Work to be completed
Set down all of the data that follows word for word, without the images.

* Begin Dataset excerpts *

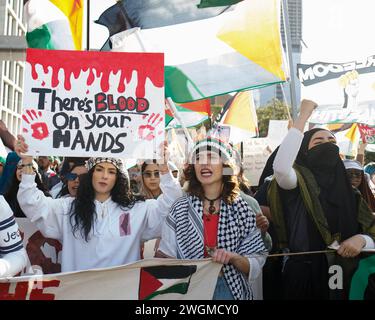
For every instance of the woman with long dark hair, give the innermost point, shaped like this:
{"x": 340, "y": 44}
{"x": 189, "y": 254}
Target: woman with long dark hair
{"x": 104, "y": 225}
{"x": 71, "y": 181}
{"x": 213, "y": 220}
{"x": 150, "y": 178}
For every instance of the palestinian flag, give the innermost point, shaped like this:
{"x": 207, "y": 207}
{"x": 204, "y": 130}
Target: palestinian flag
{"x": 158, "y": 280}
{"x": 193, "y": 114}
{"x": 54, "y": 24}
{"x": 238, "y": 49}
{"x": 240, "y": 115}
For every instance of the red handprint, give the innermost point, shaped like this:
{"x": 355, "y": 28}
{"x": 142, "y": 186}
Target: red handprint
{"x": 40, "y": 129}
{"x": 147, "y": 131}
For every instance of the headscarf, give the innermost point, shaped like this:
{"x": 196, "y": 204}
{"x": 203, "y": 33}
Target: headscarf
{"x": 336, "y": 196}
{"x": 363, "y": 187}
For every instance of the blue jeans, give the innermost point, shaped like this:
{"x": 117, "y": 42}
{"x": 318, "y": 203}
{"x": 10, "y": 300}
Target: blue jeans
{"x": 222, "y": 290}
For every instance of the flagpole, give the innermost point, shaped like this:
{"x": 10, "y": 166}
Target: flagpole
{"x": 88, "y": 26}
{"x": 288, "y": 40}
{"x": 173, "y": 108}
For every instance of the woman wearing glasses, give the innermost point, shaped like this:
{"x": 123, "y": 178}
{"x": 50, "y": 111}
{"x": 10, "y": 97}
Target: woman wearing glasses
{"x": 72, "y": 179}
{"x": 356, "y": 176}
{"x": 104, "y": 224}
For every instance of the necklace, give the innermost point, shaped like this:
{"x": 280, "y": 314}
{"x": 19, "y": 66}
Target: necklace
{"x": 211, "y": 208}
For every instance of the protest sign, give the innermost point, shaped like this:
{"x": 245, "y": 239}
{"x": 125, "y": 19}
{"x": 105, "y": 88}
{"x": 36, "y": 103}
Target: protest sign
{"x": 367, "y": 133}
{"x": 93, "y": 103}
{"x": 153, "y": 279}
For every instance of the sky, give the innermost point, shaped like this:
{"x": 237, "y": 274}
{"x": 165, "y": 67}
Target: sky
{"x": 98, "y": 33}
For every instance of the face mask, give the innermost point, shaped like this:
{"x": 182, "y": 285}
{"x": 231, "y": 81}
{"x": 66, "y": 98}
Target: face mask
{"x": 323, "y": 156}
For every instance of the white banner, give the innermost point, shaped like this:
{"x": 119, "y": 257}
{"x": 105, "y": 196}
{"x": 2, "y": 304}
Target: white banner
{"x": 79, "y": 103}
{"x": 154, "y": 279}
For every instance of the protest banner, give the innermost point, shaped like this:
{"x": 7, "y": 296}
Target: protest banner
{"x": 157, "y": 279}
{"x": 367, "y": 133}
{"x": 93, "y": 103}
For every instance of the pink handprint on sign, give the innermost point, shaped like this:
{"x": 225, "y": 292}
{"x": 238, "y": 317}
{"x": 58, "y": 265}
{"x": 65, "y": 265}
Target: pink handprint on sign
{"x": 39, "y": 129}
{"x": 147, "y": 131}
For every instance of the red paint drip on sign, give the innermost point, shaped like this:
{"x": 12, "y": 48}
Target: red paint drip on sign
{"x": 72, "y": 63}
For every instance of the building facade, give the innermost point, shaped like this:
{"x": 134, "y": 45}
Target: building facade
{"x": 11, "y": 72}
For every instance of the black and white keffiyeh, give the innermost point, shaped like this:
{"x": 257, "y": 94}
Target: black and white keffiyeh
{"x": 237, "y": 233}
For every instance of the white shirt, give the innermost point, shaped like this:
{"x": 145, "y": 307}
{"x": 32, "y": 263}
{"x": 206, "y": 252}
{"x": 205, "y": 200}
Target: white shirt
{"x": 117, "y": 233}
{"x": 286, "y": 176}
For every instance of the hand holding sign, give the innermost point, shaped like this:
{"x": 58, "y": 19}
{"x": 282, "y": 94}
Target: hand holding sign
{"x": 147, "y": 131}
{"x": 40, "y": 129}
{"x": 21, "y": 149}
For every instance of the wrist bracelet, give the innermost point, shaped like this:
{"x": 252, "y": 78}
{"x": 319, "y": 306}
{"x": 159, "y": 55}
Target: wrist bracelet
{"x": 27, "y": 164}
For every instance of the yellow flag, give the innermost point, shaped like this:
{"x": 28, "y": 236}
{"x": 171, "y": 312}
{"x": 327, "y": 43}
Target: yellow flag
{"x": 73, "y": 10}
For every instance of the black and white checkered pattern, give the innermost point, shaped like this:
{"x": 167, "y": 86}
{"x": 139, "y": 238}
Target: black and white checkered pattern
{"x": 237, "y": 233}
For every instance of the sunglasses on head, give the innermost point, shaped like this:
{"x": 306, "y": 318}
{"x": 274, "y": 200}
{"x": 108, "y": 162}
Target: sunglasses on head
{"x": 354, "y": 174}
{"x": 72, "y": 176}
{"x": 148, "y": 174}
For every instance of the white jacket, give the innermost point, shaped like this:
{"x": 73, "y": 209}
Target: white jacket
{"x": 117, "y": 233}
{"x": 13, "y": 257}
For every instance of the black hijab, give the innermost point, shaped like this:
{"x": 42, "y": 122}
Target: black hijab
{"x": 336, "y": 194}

* End Dataset excerpts *

Answer to the exercise
For every instance of the woman with long dark hair, give the innermost point, shaped like this:
{"x": 340, "y": 44}
{"x": 189, "y": 254}
Target: woman with long dark hair
{"x": 104, "y": 225}
{"x": 71, "y": 181}
{"x": 213, "y": 220}
{"x": 150, "y": 178}
For every instance of the palestinian flag, give the innermost point, shaped like this:
{"x": 207, "y": 207}
{"x": 204, "y": 130}
Target: palestinian flag
{"x": 158, "y": 280}
{"x": 193, "y": 114}
{"x": 54, "y": 24}
{"x": 238, "y": 49}
{"x": 240, "y": 115}
For every instance of the red handprint, give the innermost point, shaped like this:
{"x": 355, "y": 28}
{"x": 142, "y": 186}
Target: red handprint
{"x": 40, "y": 129}
{"x": 147, "y": 131}
For every instance of the headscarf, give the innermost point, shaped like this:
{"x": 196, "y": 204}
{"x": 203, "y": 33}
Target: headscarf
{"x": 336, "y": 196}
{"x": 363, "y": 187}
For every instance of the blue jeans, give the innermost point, shaped like this:
{"x": 117, "y": 42}
{"x": 318, "y": 203}
{"x": 10, "y": 300}
Target: blue jeans
{"x": 222, "y": 290}
For every instance of the flagpole, give the innermost point, shaped like this:
{"x": 10, "y": 166}
Target: flagpole
{"x": 88, "y": 26}
{"x": 288, "y": 40}
{"x": 173, "y": 108}
For every instance of the woman wearing glasses, give the innermost point, shaped like this:
{"x": 123, "y": 178}
{"x": 50, "y": 111}
{"x": 10, "y": 97}
Target: woman wearing glasses
{"x": 72, "y": 179}
{"x": 356, "y": 176}
{"x": 104, "y": 224}
For every instance of the necklace, give the innermost point, shaped like this:
{"x": 280, "y": 314}
{"x": 19, "y": 66}
Target: necklace
{"x": 211, "y": 208}
For every instance of the protest sign, give the innermost point, shaped like this:
{"x": 245, "y": 239}
{"x": 125, "y": 19}
{"x": 105, "y": 88}
{"x": 36, "y": 103}
Target: protest sign
{"x": 367, "y": 133}
{"x": 93, "y": 103}
{"x": 153, "y": 279}
For every instance of the sky, give the innermost point, shaped like this:
{"x": 237, "y": 274}
{"x": 165, "y": 67}
Target: sky
{"x": 98, "y": 33}
For every instance of the face mask, give the innermost point, shaped like this:
{"x": 182, "y": 285}
{"x": 231, "y": 81}
{"x": 66, "y": 98}
Target: face mask
{"x": 323, "y": 156}
For every instance of the white banner, give the innermost point, shaped like this:
{"x": 119, "y": 257}
{"x": 105, "y": 196}
{"x": 2, "y": 304}
Target: white banner
{"x": 79, "y": 103}
{"x": 154, "y": 279}
For every instance of the protest banner, give the innermost point, shaped like this:
{"x": 7, "y": 296}
Target: protest banner
{"x": 157, "y": 279}
{"x": 367, "y": 133}
{"x": 93, "y": 103}
For every instance of the pink handprint on sign, give the innermost point, shaped like this:
{"x": 225, "y": 292}
{"x": 238, "y": 317}
{"x": 58, "y": 265}
{"x": 65, "y": 265}
Target: pink handprint on sign
{"x": 39, "y": 129}
{"x": 147, "y": 131}
For every instance of the red paint drip on sign, give the innermost point, shaped like this:
{"x": 12, "y": 48}
Target: red paint drip on sign
{"x": 72, "y": 63}
For every instance of the building facade, give the innermost point, shaped like this:
{"x": 134, "y": 45}
Target: building facade
{"x": 11, "y": 72}
For every instance of the black and white keffiyeh, give the innermost point, shaped like this:
{"x": 257, "y": 94}
Target: black and white keffiyeh
{"x": 237, "y": 233}
For every instance of the white shirt, give the innermost point, shaped like this:
{"x": 145, "y": 307}
{"x": 32, "y": 263}
{"x": 206, "y": 252}
{"x": 205, "y": 200}
Target: white shirt
{"x": 117, "y": 233}
{"x": 286, "y": 176}
For every instance of the hand holding sign, give the innermost point, shaped like this:
{"x": 58, "y": 19}
{"x": 282, "y": 94}
Target: hand holding sign
{"x": 147, "y": 131}
{"x": 40, "y": 129}
{"x": 21, "y": 149}
For every instance of the wrist bracelet, give the innermost point, shaped like this:
{"x": 252, "y": 78}
{"x": 319, "y": 306}
{"x": 159, "y": 55}
Target: wrist bracelet
{"x": 27, "y": 164}
For every instance of the yellow flag, give the innermost point, shaped like this:
{"x": 28, "y": 236}
{"x": 171, "y": 312}
{"x": 327, "y": 43}
Target: yellow flag
{"x": 73, "y": 10}
For every instance of the black and white checkered pattern, give the innermost point, shaped like this:
{"x": 167, "y": 86}
{"x": 139, "y": 238}
Target: black and white checkered pattern
{"x": 237, "y": 233}
For every instance of the sunglasses on head, give the innermost point, shaped like this:
{"x": 306, "y": 318}
{"x": 274, "y": 200}
{"x": 108, "y": 162}
Target: sunglasses on head
{"x": 354, "y": 174}
{"x": 72, "y": 176}
{"x": 148, "y": 174}
For every instance of the white jacket, give the innermost point, shaped like this:
{"x": 73, "y": 209}
Target: white jacket
{"x": 117, "y": 233}
{"x": 13, "y": 257}
For every instance of the black hijab, give the innermost point, shaped like this:
{"x": 42, "y": 122}
Target: black hijab
{"x": 336, "y": 194}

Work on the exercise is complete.